### EXERCISE DETAILS
An exact transcription is needed of the lines below from the one with "Target: green leaf" through the one with "Target: blue directional sign", with no other lines and no pictures.

Natural-language object grounding data
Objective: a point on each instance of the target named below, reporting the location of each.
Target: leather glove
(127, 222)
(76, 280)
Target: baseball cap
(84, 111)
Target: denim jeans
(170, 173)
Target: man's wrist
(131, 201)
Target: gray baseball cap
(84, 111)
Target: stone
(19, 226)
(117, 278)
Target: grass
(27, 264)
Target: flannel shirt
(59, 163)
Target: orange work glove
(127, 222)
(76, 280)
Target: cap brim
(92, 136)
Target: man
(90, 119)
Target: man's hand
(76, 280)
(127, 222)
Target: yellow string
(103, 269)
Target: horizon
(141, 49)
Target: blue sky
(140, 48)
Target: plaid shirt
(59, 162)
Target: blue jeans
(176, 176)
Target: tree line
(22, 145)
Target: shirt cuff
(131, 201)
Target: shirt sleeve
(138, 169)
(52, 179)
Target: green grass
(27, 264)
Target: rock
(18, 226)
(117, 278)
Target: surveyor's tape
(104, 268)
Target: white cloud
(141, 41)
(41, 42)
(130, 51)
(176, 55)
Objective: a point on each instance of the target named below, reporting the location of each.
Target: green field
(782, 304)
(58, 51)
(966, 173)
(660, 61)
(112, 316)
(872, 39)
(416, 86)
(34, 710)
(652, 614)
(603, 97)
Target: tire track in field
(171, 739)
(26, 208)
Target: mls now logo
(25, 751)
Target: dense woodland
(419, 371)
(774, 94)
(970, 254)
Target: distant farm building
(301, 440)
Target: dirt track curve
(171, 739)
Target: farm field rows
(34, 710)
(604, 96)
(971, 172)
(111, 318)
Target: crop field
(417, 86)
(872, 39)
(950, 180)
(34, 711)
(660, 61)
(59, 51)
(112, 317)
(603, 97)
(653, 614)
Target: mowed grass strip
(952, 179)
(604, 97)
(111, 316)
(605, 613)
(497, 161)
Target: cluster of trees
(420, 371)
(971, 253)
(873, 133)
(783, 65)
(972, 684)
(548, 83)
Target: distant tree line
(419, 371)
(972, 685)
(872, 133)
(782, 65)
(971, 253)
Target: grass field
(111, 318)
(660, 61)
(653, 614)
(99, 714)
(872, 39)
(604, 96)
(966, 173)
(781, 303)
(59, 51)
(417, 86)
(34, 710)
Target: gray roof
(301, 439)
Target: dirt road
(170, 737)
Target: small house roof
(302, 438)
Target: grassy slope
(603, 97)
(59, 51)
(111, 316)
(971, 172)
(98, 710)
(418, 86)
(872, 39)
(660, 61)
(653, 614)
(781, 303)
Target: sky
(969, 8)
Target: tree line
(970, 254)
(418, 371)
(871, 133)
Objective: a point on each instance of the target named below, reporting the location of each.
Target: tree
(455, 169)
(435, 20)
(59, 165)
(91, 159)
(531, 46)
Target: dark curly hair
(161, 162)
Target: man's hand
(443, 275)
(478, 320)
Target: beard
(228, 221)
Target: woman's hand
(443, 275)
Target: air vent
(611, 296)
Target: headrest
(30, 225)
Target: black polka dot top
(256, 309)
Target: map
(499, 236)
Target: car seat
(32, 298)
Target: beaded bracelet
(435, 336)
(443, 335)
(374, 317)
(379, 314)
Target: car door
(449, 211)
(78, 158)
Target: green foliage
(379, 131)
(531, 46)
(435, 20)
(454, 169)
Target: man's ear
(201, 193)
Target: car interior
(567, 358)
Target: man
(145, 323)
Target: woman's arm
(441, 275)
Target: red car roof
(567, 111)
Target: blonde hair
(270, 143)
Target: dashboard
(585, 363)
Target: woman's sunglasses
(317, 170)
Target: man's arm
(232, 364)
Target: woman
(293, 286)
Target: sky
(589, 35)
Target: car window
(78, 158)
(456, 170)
---
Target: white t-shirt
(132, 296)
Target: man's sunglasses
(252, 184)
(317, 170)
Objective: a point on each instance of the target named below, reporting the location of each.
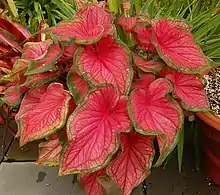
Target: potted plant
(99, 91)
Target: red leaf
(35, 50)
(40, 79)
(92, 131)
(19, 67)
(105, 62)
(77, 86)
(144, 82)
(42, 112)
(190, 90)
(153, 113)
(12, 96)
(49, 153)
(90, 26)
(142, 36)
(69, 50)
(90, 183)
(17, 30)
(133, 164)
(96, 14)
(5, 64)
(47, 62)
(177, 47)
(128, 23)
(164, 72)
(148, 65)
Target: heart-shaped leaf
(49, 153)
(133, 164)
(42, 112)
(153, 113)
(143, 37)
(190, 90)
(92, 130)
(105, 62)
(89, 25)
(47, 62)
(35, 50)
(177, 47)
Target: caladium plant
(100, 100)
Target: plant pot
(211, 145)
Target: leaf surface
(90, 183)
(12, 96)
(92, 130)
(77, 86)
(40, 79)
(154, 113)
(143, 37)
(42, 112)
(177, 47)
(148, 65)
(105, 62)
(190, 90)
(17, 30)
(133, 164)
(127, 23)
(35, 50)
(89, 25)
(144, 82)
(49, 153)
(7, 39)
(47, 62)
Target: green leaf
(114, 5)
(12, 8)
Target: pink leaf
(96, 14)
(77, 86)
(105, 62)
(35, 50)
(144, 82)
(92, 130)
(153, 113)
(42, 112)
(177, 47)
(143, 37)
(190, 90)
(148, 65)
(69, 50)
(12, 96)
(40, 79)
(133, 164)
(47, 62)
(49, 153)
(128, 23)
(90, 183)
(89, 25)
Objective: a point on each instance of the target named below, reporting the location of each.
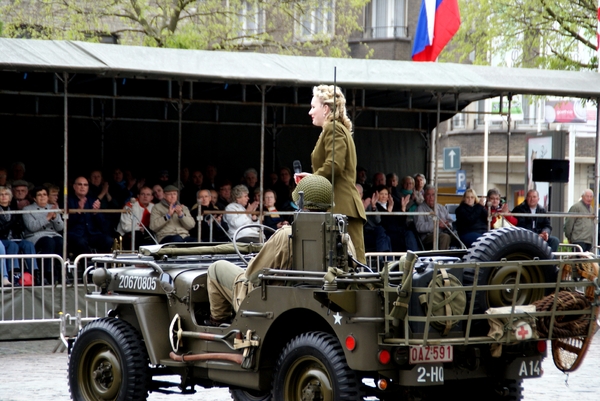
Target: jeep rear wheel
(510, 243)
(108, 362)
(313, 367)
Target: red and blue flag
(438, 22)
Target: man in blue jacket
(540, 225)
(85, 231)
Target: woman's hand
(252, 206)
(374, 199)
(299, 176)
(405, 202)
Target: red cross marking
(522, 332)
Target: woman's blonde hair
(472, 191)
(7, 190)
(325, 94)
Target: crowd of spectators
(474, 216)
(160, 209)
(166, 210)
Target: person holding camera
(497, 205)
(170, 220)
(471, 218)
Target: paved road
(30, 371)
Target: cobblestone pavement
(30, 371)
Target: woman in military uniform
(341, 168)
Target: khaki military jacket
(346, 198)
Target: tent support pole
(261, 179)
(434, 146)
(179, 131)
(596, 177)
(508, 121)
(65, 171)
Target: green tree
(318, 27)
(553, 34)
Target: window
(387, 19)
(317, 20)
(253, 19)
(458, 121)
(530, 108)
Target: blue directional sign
...
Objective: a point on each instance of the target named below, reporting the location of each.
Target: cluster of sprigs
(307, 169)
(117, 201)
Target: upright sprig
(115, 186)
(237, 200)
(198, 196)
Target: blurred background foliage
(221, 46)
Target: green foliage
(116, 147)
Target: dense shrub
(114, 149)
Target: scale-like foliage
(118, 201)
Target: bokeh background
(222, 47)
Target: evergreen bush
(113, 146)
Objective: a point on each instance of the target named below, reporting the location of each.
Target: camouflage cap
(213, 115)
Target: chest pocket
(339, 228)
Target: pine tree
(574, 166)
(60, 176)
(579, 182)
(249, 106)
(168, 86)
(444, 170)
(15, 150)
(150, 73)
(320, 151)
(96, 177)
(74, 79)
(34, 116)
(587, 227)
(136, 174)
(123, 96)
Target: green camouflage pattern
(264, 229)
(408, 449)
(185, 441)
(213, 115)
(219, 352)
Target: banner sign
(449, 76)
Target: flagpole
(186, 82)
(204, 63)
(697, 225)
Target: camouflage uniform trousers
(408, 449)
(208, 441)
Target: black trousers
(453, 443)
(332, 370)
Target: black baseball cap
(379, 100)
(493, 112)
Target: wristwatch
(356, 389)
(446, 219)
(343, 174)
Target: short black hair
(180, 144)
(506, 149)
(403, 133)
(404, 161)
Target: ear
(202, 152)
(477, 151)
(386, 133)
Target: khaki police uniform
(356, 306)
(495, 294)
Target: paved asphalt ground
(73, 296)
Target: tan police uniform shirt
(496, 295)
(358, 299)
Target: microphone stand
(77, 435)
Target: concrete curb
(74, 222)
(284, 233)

### RESULT
Target: green leaf
(114, 5)
(12, 8)
Target: pink leaf
(96, 14)
(77, 86)
(105, 62)
(35, 50)
(144, 82)
(92, 130)
(153, 113)
(42, 112)
(177, 47)
(143, 37)
(190, 90)
(148, 65)
(69, 50)
(12, 96)
(40, 79)
(133, 164)
(47, 62)
(49, 153)
(128, 23)
(90, 183)
(89, 25)
Objective: a point on each instance of the target named below, reporting the location of each.
Target: jeep rear wheel
(510, 243)
(108, 362)
(313, 367)
Target: red and blue flag
(438, 22)
Target: man in blue jacket
(540, 225)
(85, 231)
Target: woman's hand
(252, 206)
(374, 199)
(299, 176)
(405, 202)
Target: red cross marking
(522, 332)
Target: woman's blonde hair
(472, 191)
(7, 190)
(325, 94)
Target: crowd of spectators
(474, 216)
(160, 209)
(166, 210)
Target: person holding camera
(497, 205)
(170, 220)
(471, 218)
Target: paved road
(30, 371)
Target: cobblestone pavement
(30, 371)
Target: woman in military uniform
(341, 168)
Target: khaki military jacket
(346, 198)
Target: tent support pole
(261, 179)
(434, 146)
(179, 131)
(596, 177)
(508, 121)
(65, 171)
Target: green tree
(318, 27)
(553, 34)
Target: window
(387, 19)
(317, 20)
(253, 19)
(458, 121)
(530, 108)
Target: blue directional sign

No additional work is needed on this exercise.